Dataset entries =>
=== Section Start ===
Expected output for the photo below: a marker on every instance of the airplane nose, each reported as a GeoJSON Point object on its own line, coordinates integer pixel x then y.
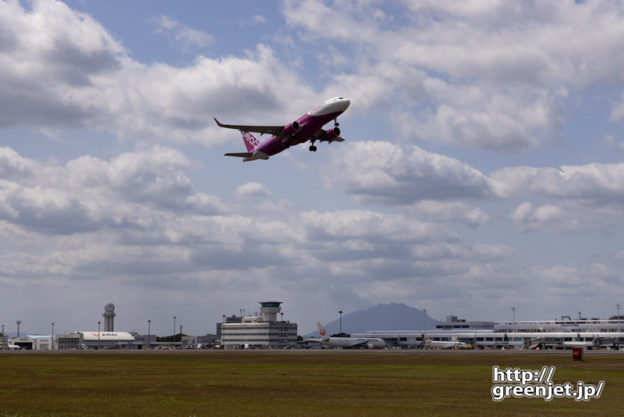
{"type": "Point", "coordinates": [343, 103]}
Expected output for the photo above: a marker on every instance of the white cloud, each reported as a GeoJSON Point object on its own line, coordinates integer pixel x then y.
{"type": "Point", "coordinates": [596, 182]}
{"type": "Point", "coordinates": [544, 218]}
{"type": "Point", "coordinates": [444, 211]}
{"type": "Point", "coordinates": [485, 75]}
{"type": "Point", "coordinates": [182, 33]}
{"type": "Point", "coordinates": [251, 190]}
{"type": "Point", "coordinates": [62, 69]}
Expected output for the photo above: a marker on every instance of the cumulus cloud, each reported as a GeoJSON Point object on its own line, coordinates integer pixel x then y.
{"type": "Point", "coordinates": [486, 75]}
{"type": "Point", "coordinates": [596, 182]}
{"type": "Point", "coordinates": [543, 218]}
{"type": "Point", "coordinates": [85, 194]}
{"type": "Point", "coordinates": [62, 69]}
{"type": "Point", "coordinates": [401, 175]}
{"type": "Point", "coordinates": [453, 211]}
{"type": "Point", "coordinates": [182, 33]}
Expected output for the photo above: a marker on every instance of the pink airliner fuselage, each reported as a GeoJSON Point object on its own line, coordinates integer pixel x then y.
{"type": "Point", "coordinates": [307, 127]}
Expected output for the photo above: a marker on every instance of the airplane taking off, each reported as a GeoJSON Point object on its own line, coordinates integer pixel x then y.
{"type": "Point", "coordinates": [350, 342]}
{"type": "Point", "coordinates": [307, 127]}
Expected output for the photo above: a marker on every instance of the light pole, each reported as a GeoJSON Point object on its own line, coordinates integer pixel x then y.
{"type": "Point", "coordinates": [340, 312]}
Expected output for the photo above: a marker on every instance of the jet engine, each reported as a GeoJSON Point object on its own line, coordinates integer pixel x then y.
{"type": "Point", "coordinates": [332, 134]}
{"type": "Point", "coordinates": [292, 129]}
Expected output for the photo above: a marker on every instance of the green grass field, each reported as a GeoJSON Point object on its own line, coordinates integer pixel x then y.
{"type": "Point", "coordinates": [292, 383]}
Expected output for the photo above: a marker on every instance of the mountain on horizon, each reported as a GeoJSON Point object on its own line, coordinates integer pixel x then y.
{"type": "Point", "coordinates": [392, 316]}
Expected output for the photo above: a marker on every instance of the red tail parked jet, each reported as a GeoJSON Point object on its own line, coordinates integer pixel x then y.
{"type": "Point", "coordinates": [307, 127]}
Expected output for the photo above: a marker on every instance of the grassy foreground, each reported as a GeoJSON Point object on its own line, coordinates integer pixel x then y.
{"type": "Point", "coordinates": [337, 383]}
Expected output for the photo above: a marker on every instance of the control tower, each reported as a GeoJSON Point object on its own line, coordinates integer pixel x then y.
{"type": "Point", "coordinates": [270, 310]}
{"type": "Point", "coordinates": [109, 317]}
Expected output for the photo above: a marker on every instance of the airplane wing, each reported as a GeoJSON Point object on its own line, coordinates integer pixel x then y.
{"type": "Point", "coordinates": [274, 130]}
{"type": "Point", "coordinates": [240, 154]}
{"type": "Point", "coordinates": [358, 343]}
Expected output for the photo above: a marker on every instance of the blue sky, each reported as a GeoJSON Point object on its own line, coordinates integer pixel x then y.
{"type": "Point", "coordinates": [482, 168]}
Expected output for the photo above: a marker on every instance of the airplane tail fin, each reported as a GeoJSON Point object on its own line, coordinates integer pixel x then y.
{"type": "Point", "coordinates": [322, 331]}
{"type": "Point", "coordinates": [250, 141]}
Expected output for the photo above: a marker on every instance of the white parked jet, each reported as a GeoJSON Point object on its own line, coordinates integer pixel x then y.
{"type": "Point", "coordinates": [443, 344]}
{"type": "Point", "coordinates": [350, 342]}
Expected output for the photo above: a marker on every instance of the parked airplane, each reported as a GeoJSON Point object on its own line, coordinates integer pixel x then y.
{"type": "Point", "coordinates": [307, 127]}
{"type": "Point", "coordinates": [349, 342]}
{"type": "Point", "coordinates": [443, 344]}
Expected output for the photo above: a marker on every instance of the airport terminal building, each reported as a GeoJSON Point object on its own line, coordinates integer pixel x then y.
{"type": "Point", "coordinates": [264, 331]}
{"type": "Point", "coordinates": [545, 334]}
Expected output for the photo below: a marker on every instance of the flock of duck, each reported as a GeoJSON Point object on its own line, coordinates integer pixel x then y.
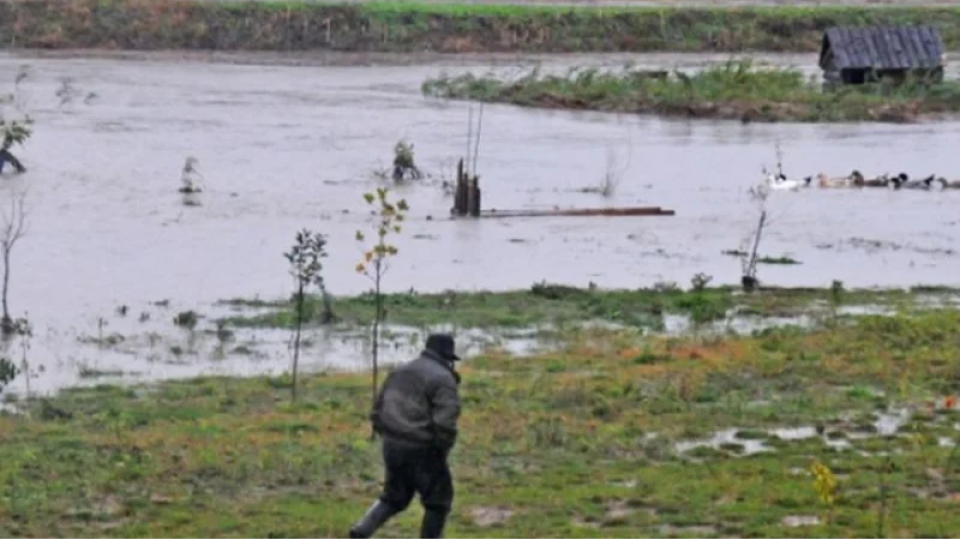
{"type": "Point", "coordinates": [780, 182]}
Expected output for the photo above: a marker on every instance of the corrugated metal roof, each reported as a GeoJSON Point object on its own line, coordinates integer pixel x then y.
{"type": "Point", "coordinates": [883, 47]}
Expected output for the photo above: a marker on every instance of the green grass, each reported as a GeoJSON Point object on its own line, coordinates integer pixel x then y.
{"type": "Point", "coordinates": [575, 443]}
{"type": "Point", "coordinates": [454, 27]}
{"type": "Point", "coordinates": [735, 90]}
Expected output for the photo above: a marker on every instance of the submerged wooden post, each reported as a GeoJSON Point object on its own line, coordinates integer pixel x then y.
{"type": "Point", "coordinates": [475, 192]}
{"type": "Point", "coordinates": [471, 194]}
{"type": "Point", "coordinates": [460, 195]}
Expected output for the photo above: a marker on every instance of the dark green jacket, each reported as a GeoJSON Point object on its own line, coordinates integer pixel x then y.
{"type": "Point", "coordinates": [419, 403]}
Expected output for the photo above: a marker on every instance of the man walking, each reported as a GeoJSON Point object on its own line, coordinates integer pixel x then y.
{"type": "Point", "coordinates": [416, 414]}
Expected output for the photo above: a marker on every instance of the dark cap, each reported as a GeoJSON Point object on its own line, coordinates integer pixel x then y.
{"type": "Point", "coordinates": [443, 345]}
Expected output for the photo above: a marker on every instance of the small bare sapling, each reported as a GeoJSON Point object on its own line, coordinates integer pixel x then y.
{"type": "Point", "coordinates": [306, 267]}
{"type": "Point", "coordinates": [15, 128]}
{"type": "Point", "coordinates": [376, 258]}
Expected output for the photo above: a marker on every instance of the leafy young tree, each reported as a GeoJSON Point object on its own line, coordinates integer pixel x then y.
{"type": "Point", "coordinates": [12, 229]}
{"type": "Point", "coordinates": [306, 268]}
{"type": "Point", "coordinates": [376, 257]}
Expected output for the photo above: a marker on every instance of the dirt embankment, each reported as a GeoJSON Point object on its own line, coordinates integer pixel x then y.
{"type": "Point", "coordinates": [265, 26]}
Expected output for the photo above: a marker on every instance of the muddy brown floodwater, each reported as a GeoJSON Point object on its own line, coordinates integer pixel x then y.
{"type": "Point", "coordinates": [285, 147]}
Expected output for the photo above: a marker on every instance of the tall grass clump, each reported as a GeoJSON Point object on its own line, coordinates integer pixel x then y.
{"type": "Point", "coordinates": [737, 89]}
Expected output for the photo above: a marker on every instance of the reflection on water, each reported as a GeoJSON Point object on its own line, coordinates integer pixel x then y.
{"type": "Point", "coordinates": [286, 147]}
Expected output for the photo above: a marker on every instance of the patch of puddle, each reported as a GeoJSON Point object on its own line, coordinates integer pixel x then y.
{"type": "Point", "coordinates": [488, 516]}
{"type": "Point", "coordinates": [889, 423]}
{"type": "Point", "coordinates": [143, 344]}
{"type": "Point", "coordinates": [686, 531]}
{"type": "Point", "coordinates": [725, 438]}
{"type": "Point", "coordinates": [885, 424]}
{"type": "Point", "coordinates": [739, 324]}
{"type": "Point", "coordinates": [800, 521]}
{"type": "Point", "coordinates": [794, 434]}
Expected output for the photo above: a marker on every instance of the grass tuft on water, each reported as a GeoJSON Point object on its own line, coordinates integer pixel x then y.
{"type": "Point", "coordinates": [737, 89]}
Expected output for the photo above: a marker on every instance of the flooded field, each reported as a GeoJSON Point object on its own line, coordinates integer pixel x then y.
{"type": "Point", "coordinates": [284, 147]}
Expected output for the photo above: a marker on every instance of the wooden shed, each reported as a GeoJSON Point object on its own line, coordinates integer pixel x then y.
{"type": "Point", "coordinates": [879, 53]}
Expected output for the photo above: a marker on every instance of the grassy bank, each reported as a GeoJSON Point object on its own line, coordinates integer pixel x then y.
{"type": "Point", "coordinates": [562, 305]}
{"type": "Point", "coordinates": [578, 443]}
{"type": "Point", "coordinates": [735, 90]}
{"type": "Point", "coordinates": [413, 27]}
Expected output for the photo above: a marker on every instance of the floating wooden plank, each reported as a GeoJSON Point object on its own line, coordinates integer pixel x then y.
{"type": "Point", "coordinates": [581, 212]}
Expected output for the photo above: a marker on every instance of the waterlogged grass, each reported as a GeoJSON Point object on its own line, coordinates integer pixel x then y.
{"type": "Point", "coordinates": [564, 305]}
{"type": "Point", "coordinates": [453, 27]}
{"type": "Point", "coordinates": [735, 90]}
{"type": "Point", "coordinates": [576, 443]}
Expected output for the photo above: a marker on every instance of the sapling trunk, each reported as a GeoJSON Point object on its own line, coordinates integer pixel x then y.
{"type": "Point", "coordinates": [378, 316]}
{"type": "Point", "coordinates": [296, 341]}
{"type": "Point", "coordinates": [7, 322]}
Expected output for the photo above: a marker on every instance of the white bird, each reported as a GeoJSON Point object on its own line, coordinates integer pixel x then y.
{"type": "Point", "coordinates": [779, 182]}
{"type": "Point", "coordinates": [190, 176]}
=== Section End ===
=== Section Start ===
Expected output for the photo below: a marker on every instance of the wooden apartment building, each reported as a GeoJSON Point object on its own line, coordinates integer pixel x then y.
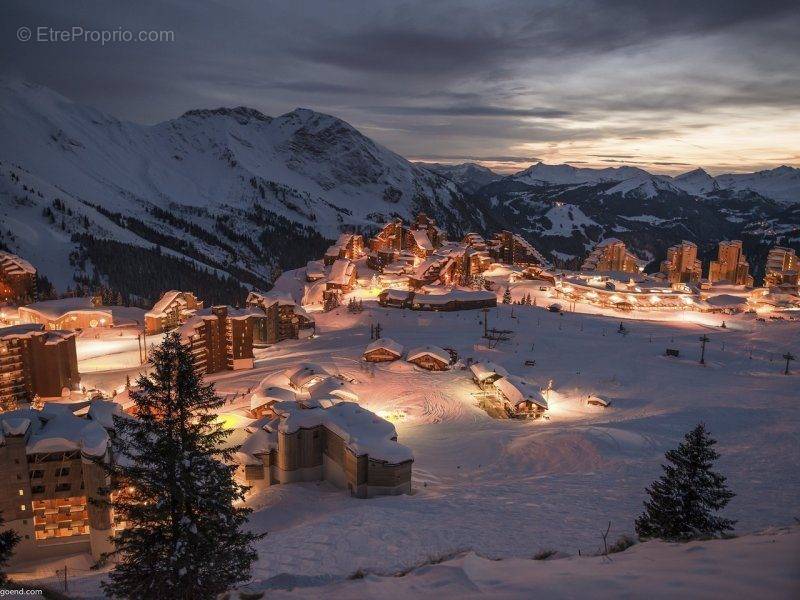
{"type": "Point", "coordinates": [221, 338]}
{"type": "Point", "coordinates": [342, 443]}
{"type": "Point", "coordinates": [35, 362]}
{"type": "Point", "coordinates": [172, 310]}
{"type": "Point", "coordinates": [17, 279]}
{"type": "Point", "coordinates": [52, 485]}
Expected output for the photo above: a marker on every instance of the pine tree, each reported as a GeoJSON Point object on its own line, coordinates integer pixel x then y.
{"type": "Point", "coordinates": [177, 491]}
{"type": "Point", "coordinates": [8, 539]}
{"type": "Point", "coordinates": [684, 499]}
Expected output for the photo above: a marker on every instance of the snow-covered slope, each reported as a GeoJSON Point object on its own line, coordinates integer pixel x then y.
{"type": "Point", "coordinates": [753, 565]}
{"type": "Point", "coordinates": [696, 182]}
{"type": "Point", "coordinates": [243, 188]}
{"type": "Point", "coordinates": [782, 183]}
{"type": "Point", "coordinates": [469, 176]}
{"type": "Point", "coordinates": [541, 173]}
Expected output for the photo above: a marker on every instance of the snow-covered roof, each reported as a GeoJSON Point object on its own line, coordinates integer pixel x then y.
=== Section End ===
To do => Each line in the entries above, starting at the line with "snow-covered slope, each" and ending at the line with "snow-covered roof, each", is to be printed exactly, and only those lines.

Solution =>
Expected output for the photo above: a marker on every instance of the snow-covered slope, each reported as a GeoJSON Point object on its own line, coordinates integer pixel x then y.
{"type": "Point", "coordinates": [753, 565]}
{"type": "Point", "coordinates": [696, 182]}
{"type": "Point", "coordinates": [243, 188]}
{"type": "Point", "coordinates": [782, 183]}
{"type": "Point", "coordinates": [469, 176]}
{"type": "Point", "coordinates": [541, 173]}
Expected output for the photo above: a marker on every instance of the snow-covered roof, each reported as a GeoJSON Point object on its own line, coordinates integer pixel x then y.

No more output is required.